**WORK TASK**
Begin at the top of the records below and return each line exactly through the line with "Put a point on every instance of the gravel driveway;". Skip pictures.

--- START ---

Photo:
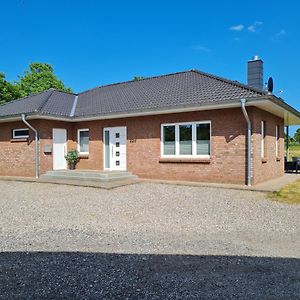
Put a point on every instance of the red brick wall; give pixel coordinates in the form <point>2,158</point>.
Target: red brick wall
<point>228,144</point>
<point>227,162</point>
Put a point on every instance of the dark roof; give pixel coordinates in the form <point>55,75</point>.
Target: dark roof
<point>167,91</point>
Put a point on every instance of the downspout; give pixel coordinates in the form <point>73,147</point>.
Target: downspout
<point>287,143</point>
<point>36,145</point>
<point>243,102</point>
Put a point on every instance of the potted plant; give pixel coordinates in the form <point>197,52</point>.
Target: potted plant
<point>72,158</point>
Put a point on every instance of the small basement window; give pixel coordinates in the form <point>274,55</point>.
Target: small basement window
<point>22,133</point>
<point>83,141</point>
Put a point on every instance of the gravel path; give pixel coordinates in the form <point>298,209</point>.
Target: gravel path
<point>146,241</point>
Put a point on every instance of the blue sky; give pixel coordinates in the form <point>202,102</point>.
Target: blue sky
<point>90,43</point>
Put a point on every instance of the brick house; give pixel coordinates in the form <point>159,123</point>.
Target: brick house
<point>184,126</point>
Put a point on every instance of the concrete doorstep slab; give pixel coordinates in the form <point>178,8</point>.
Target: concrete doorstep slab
<point>108,185</point>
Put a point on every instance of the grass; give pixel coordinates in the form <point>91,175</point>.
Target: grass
<point>294,150</point>
<point>289,194</point>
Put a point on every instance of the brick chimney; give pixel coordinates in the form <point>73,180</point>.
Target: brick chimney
<point>255,74</point>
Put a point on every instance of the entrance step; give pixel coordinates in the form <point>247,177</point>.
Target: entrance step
<point>89,175</point>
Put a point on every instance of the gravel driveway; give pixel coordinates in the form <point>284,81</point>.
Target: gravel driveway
<point>146,241</point>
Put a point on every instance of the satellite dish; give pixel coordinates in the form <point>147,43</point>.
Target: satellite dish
<point>270,85</point>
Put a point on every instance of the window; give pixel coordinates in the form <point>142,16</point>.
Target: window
<point>169,140</point>
<point>22,133</point>
<point>263,137</point>
<point>186,139</point>
<point>277,141</point>
<point>83,141</point>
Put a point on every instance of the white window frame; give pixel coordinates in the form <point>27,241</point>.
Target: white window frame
<point>78,140</point>
<point>194,140</point>
<point>262,132</point>
<point>20,136</point>
<point>277,140</point>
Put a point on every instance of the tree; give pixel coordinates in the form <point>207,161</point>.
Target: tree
<point>39,78</point>
<point>297,135</point>
<point>8,91</point>
<point>137,78</point>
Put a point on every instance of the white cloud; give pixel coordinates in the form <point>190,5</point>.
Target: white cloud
<point>279,35</point>
<point>256,26</point>
<point>239,27</point>
<point>201,48</point>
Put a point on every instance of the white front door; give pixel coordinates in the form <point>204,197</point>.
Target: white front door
<point>59,149</point>
<point>115,139</point>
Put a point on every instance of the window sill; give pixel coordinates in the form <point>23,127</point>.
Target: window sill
<point>19,140</point>
<point>184,160</point>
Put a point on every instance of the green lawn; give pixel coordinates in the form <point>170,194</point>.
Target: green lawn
<point>289,194</point>
<point>294,150</point>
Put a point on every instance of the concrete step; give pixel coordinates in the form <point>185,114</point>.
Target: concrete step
<point>87,175</point>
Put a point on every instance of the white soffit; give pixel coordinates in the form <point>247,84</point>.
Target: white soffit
<point>269,106</point>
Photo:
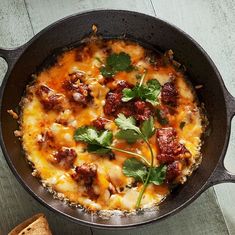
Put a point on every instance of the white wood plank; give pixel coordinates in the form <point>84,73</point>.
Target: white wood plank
<point>212,24</point>
<point>15,204</point>
<point>201,217</point>
<point>54,10</point>
<point>43,13</point>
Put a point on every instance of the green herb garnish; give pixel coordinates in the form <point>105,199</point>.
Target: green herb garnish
<point>151,174</point>
<point>148,92</point>
<point>116,63</point>
<point>100,142</point>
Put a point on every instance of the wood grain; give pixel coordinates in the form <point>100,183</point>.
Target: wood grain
<point>204,20</point>
<point>212,24</point>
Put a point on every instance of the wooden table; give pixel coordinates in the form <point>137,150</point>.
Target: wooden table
<point>211,23</point>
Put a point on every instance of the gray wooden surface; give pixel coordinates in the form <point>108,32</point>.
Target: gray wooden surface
<point>211,23</point>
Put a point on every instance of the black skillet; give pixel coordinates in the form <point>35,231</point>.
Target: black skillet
<point>148,30</point>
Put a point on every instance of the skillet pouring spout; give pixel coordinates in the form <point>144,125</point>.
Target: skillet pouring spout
<point>221,174</point>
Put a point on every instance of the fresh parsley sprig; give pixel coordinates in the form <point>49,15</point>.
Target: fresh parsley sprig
<point>100,142</point>
<point>148,92</point>
<point>132,167</point>
<point>116,63</point>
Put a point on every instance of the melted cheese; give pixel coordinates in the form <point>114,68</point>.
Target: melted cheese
<point>36,121</point>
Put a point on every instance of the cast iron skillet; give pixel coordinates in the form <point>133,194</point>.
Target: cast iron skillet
<point>151,31</point>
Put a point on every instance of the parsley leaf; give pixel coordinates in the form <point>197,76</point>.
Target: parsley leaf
<point>127,123</point>
<point>134,168</point>
<point>97,141</point>
<point>116,63</point>
<point>158,175</point>
<point>129,135</point>
<point>147,128</point>
<point>148,92</point>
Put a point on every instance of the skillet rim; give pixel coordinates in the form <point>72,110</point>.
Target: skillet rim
<point>25,46</point>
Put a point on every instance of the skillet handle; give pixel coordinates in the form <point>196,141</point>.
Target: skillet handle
<point>11,56</point>
<point>221,174</point>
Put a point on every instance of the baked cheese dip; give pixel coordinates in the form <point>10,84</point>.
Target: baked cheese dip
<point>111,126</point>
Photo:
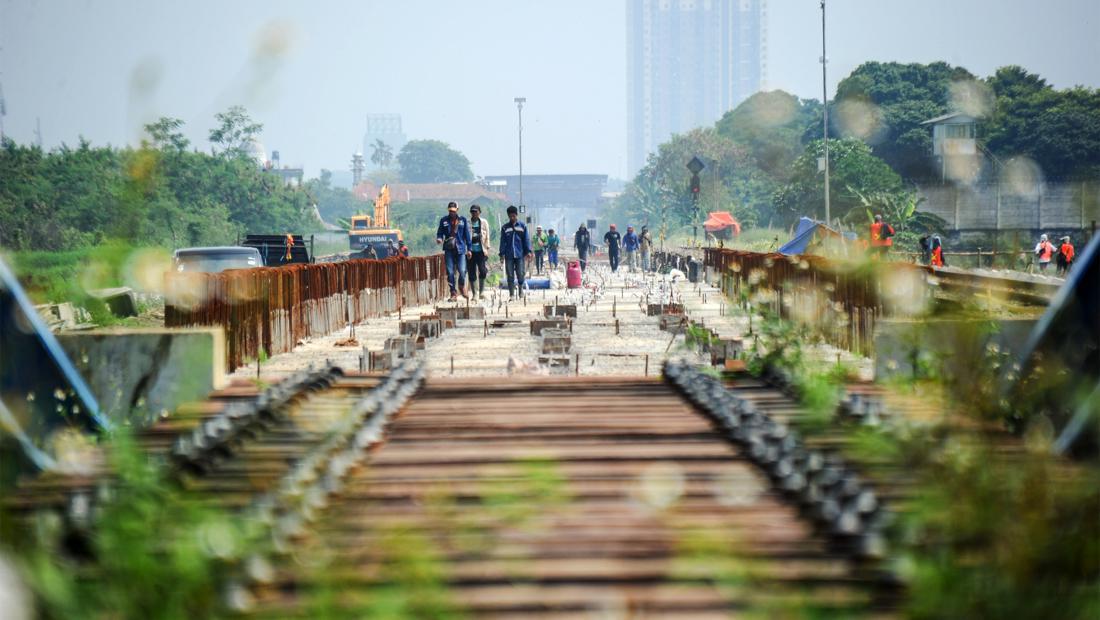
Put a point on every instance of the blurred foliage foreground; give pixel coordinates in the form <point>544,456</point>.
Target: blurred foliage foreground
<point>990,522</point>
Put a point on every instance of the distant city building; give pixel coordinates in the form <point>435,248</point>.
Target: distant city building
<point>688,63</point>
<point>464,194</point>
<point>558,201</point>
<point>386,128</point>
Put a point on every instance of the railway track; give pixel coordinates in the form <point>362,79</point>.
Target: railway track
<point>623,499</point>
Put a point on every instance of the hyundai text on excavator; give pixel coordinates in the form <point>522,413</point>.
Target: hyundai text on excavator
<point>374,231</point>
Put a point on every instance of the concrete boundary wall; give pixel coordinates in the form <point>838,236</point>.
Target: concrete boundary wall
<point>271,309</point>
<point>1008,207</point>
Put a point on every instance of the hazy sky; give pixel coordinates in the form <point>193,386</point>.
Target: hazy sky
<point>311,72</point>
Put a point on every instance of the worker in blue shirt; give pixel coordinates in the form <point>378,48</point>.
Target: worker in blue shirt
<point>630,243</point>
<point>453,234</point>
<point>515,247</point>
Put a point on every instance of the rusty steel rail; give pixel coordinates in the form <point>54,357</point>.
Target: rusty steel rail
<point>271,309</point>
<point>562,498</point>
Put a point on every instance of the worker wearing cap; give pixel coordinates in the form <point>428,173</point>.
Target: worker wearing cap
<point>539,245</point>
<point>1065,256</point>
<point>613,239</point>
<point>515,247</point>
<point>582,242</point>
<point>630,244</point>
<point>453,234</point>
<point>479,248</point>
<point>645,245</point>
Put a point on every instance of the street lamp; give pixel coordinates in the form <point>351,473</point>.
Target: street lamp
<point>519,108</point>
<point>825,112</point>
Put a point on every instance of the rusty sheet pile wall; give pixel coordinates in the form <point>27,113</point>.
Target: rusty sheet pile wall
<point>272,309</point>
<point>842,301</point>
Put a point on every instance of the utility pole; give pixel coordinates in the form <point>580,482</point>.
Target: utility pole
<point>3,112</point>
<point>825,112</point>
<point>519,108</point>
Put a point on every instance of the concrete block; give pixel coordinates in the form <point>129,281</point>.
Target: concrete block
<point>141,374</point>
<point>556,341</point>
<point>673,323</point>
<point>554,361</point>
<point>658,309</point>
<point>120,300</point>
<point>560,310</point>
<point>402,346</point>
<point>556,323</point>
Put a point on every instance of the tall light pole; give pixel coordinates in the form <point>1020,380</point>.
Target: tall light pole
<point>825,112</point>
<point>519,107</point>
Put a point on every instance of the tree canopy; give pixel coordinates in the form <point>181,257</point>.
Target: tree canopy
<point>160,194</point>
<point>431,161</point>
<point>854,173</point>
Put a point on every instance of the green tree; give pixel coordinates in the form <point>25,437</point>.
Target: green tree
<point>659,194</point>
<point>234,132</point>
<point>771,125</point>
<point>431,161</point>
<point>382,154</point>
<point>854,170</point>
<point>1057,129</point>
<point>165,134</point>
<point>884,103</point>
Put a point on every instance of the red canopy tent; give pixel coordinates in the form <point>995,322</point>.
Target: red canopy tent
<point>722,224</point>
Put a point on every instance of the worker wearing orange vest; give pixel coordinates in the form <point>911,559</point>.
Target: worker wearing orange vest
<point>1045,251</point>
<point>1065,256</point>
<point>937,253</point>
<point>881,236</point>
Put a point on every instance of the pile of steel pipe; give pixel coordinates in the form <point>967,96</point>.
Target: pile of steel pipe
<point>828,490</point>
<point>271,309</point>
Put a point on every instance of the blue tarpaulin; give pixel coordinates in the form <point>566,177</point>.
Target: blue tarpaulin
<point>809,233</point>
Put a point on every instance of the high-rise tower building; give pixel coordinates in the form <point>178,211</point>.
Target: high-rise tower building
<point>688,63</point>
<point>386,128</point>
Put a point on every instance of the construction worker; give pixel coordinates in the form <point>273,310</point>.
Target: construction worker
<point>645,244</point>
<point>479,248</point>
<point>539,245</point>
<point>630,244</point>
<point>553,242</point>
<point>881,236</point>
<point>614,240</point>
<point>936,253</point>
<point>1065,256</point>
<point>925,243</point>
<point>453,234</point>
<point>515,247</point>
<point>582,242</point>
<point>1044,250</point>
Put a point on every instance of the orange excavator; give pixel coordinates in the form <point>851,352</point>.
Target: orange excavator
<point>374,232</point>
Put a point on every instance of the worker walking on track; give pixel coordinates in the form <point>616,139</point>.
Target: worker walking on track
<point>1044,250</point>
<point>539,246</point>
<point>479,251</point>
<point>936,253</point>
<point>453,234</point>
<point>613,240</point>
<point>645,245</point>
<point>515,247</point>
<point>1065,256</point>
<point>553,242</point>
<point>630,244</point>
<point>881,236</point>
<point>582,242</point>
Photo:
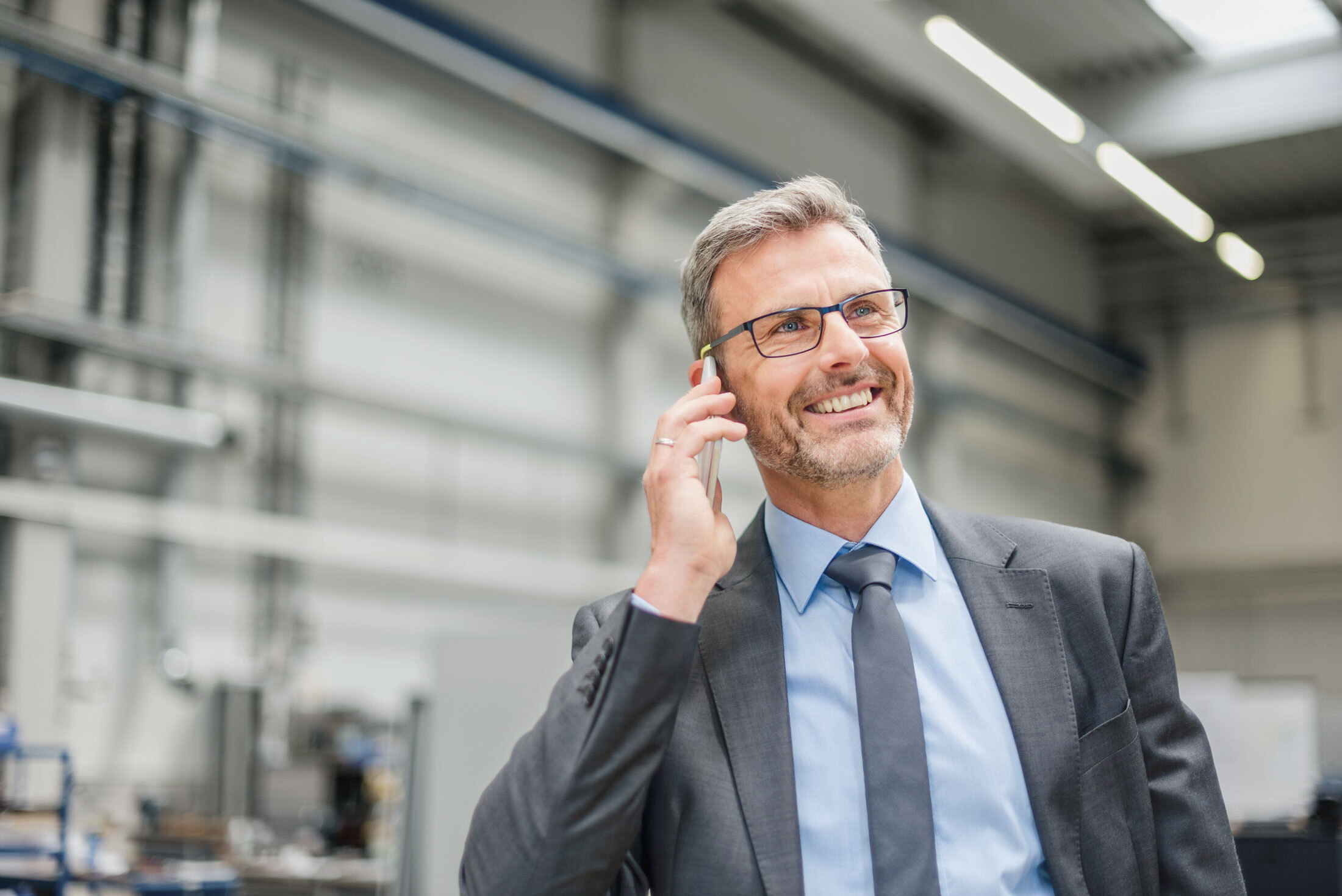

--- END ---

**EXERCISE ANSWER**
Photo:
Put a point on every instance of the red brick wall; give pixel coordinates in the form <point>2,158</point>.
Target: red brick wall
<point>228,144</point>
<point>227,162</point>
Put a point on every instance of the dark roof; give pixel coordinates in the form <point>55,75</point>.
Target: dark roof
<point>167,91</point>
Put a point on every instance of the downspout; give pixel coordinates in the form <point>73,147</point>.
Target: downspout
<point>287,143</point>
<point>36,145</point>
<point>243,102</point>
Put a point on every instance of the potted plant; give pixel coordinates in the form <point>197,52</point>.
Target: potted plant
<point>72,158</point>
Put a point on every instance of the small basement window; give pixel coordinates in the form <point>274,55</point>.
Target: small basement window
<point>22,133</point>
<point>83,141</point>
Put a point on every instance of the gravel path; give pixel coordinates in the form <point>298,209</point>.
Target: gravel path
<point>146,241</point>
Put a point on every instance of the blue sky; give pixel coordinates in the form <point>202,102</point>.
Target: blue sky
<point>90,43</point>
Put a point on every instance of the brick house; give pixel coordinates in the form <point>159,123</point>.
Target: brick house
<point>184,126</point>
Put a point on every instance of the concrete doorstep slab; give pixel coordinates in the form <point>178,8</point>.
Target: concrete doorstep slab
<point>108,185</point>
Put a point on every instance of the grass; give pixel coordinates in the form <point>91,175</point>.
Target: grass
<point>294,150</point>
<point>289,194</point>
Put a point on every instance of the brick chimney; give pixel coordinates in the form <point>73,180</point>.
Target: brick chimney
<point>255,74</point>
Put a point on every instance of the entrance step; give pixel coordinates in the form <point>247,177</point>.
Target: entrance step
<point>89,175</point>
Put a point on every instance of the gravel driveway; give pixel coordinates in the form <point>284,81</point>.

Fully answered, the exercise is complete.